Reproduce the listing below verbatim, keeping every line in its original order and form.
--- Start of INPUT MATERIAL ---
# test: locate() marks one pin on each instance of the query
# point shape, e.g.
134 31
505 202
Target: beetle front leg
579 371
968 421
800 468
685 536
--- End of INPUT MATERIAL ---
**RESPONSE TO THIS EXERCISE**
# test: locate() marks one pin on each instance of the query
# point shape, e.g.
134 31
505 202
Target: beetle front leg
579 371
968 421
800 468
685 536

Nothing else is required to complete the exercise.